## Exercise brief
Repeat each entry in full, exactly.

━━━━━━━━━━━━━━━━━━━━

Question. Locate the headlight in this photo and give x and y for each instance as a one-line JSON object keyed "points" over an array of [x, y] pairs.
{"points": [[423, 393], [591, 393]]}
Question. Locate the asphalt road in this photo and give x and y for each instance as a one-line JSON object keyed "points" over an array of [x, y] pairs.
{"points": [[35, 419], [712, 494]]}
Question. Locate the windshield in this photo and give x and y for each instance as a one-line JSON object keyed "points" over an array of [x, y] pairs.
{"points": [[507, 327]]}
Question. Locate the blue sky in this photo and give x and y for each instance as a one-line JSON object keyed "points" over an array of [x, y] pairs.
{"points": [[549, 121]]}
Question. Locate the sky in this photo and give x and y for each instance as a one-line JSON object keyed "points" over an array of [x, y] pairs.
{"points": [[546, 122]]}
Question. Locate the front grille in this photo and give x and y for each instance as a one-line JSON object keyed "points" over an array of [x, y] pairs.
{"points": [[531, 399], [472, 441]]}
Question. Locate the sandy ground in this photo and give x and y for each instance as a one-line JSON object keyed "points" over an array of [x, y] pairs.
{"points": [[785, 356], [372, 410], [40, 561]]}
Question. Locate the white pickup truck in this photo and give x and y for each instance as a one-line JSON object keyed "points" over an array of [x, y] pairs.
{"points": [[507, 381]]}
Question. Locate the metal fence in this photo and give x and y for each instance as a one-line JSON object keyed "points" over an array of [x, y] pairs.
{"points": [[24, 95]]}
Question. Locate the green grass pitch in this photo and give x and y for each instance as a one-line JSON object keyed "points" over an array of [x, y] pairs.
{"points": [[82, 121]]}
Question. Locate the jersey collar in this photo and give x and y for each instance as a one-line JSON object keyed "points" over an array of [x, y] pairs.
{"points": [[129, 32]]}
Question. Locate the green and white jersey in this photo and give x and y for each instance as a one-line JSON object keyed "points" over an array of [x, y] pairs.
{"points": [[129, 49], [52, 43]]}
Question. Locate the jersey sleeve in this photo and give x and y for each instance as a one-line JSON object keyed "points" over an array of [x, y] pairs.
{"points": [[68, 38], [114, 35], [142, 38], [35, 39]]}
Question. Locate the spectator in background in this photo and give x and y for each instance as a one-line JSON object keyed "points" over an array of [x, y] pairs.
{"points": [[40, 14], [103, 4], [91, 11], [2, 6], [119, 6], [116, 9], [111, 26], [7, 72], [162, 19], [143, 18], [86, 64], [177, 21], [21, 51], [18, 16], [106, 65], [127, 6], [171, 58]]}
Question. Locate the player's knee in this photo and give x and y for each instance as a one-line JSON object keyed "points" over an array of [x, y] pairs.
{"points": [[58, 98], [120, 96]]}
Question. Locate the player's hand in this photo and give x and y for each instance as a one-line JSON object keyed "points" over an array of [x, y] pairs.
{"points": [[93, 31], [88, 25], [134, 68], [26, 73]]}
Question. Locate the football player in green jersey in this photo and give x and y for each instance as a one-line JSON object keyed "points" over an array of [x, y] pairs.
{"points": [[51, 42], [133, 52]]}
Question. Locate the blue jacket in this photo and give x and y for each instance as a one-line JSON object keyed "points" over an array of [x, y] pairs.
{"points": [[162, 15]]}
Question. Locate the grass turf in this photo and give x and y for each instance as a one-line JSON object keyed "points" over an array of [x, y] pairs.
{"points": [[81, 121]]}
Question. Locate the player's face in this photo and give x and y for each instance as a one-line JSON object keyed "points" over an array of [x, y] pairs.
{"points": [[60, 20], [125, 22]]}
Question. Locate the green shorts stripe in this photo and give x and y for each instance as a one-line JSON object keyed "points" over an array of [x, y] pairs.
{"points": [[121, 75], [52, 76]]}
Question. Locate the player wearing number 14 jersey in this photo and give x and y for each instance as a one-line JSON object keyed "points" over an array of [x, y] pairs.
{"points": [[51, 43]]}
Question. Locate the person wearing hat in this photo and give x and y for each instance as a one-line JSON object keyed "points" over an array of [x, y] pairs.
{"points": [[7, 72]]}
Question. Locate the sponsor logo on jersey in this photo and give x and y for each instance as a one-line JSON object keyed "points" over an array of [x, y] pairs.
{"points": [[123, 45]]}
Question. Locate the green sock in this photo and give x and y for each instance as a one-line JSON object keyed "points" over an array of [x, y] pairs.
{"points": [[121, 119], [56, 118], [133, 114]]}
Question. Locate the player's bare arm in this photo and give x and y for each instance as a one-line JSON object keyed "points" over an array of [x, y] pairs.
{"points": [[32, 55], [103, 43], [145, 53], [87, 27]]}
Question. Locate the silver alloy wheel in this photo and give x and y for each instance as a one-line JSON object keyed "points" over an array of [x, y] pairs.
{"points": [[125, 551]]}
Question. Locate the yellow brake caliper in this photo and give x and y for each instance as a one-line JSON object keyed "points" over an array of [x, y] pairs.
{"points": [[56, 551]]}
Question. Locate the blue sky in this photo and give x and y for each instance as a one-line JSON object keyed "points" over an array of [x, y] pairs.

━━━━━━━━━━━━━━━━━━━━

## Completed task
Question. Locate the headlight in this photo and give x and y for each instance as a one-line JSON object keyed "points" over an array of [x, y] pairs.
{"points": [[423, 393], [591, 393]]}
Question. Locate the asphalt road in this photo and give x and y for each instance as a one-line JSON object keyed "points" over an array of [x, y] pairs.
{"points": [[35, 419], [712, 494]]}
Question. Locate the windshield in this photo and give x and y for each instance as a one-line JSON object keyed "points" over an array of [x, y] pairs.
{"points": [[507, 327]]}
Question. Locate the blue sky in this photo and give x and y for each instance as a one-line JSON object keyed "points" over an array of [x, y] pairs.
{"points": [[549, 121]]}
Question. Locate the sky in this photo and give x and y for each instance as a one-line JSON object keyed "points" over an array of [x, y] pairs.
{"points": [[546, 122]]}
Question. Locate the front grille in this photo and give x and y for each instance as a one-line JSON object keyed "points" over an array of [x, y] pairs.
{"points": [[531, 399], [472, 441]]}
Question. Locate the sandy ground in this photo and give x and y for each instance as a one-line JSON object keyed "points" over an array of [x, y] pairs.
{"points": [[785, 356], [372, 410], [40, 561]]}
Question. Locate the white pickup truck in this photo and give x and y for each instance as a one-line JSON object keyed "points" over an array of [x, y] pairs.
{"points": [[507, 381]]}
Question. Locate the metal fence in this photo and give x and y for each instance as a one-line JSON object keyed "points" over an array of [x, y] pairs.
{"points": [[24, 95]]}
Question. Locate the green grass pitch in this photo and give x and y for each instance as a one-line JSON object keyed "points" over an array of [x, y] pairs.
{"points": [[82, 121]]}
Question. Locate the jersey collar in this photo and give x and y for each instance as a one-line JSON object keyed "points" over an array of [x, y] pairs.
{"points": [[129, 32]]}
Question. Locate the green and white jersey in this photo and give x and y for each instance as a one-line JSON object keyed "points" over an array of [x, y] pairs.
{"points": [[129, 49], [52, 43]]}
Question. Locate the jersey sleeve in this photo and give x and y for each instance as a one-line JSON object keyed "points" over an array of [x, y] pairs.
{"points": [[68, 38], [114, 35], [142, 38], [35, 39]]}
Question. Locate the spectator in background in this photo and give x and y for each instance as a one-line JSON object keyed "points" over an array of [x, y] pairs.
{"points": [[40, 14], [103, 4], [91, 11], [2, 6], [119, 6], [116, 9], [111, 26], [7, 72], [162, 19], [143, 18], [86, 64], [177, 21], [21, 51], [18, 16], [106, 65], [127, 6], [171, 58]]}
Question. Locate the player's knee in this photo and give x and y for each instance as a one-line JSON object keyed "points" over an array of [x, y] pairs.
{"points": [[58, 98], [120, 96]]}
Question. Locate the player's hand in this photo and give x and y for each instance as a one-line JSON object keyed "points" over an array of [x, y] pairs.
{"points": [[93, 31], [88, 25], [134, 68], [26, 73]]}
Question. Locate the football player in green jersey in this photo and give x and y for each instance as a one-line JSON object keyed "points" over an array of [x, y] pairs.
{"points": [[51, 42], [133, 52]]}
Question. Locate the blue jacket in this photo and give x and y for each instance as a one-line JSON object keyed "points" over an array of [x, y] pairs.
{"points": [[162, 15]]}
Question. Locate the grass turf in this photo and give x and y for each instance as a one-line JSON object keyed "points" over an array of [x, y] pairs.
{"points": [[81, 121]]}
Question. Locate the player's face in this photo and give x and y for each instance as a one-line JSON object keyed "points" over an array of [x, y] pairs.
{"points": [[60, 20], [125, 22]]}
Question. Locate the green shorts stripe in this photo and give x and y for each instance as a one-line JSON object keyed "points" over an array of [x, y] pairs.
{"points": [[121, 75], [52, 76]]}
Question. Locate the player wearing number 14 jersey in this photo and give x and y for each instance as a one-line JSON object keyed "points" over an array of [x, y] pairs.
{"points": [[51, 43]]}
Question. Locate the person wearing hat in this photo and give x and y for each instance as a one-line JSON object keyed "points" over an array of [x, y] pairs.
{"points": [[7, 72]]}
Question. Locate the sponsor logo on jersey in this photo and give x and y for each instance as a one-line JSON object keyed "points" over an array of [x, y] pairs.
{"points": [[123, 45]]}
Question. Locate the green sock in this photo and give x and y for each instance as a one-line JSON object keyed "points" over an array of [x, y] pairs.
{"points": [[121, 119], [56, 118], [133, 114]]}
Question. Locate the player's bare arm in this photo and give x and y for each instance as a one-line JSON object keyed "points" over an array of [x, y] pairs.
{"points": [[32, 55], [103, 43], [145, 53], [87, 27]]}
Question. Locate the silver alloy wheel in this photo and give x and y for each instance as a one-line JSON object keyed "points" over an array of [x, y] pairs.
{"points": [[125, 551]]}
Question. Locate the yellow brake caliper in this photo and give x and y for each instance as a one-line JSON object keyed "points" over an array of [x, y] pairs.
{"points": [[56, 551]]}
Question. Locate the blue sky in this photo and give x and y for each instance as a one-line JSON object keyed "points" over an array of [x, y] pairs.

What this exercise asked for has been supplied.